## What you should do:
If a line in the data below holds the word "with", copy it.

## Provided entries:
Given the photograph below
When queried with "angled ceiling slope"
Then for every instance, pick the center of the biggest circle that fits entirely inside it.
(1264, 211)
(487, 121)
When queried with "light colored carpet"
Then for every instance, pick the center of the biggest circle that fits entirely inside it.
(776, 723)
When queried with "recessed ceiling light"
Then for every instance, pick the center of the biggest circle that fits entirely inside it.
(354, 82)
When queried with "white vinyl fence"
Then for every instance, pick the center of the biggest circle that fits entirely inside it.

## Output for this task:
When queried with "angled ceiling slope"
When queried with "light colored carpet"
When queried with "recessed ceiling light"
When queried with "white vinyl fence"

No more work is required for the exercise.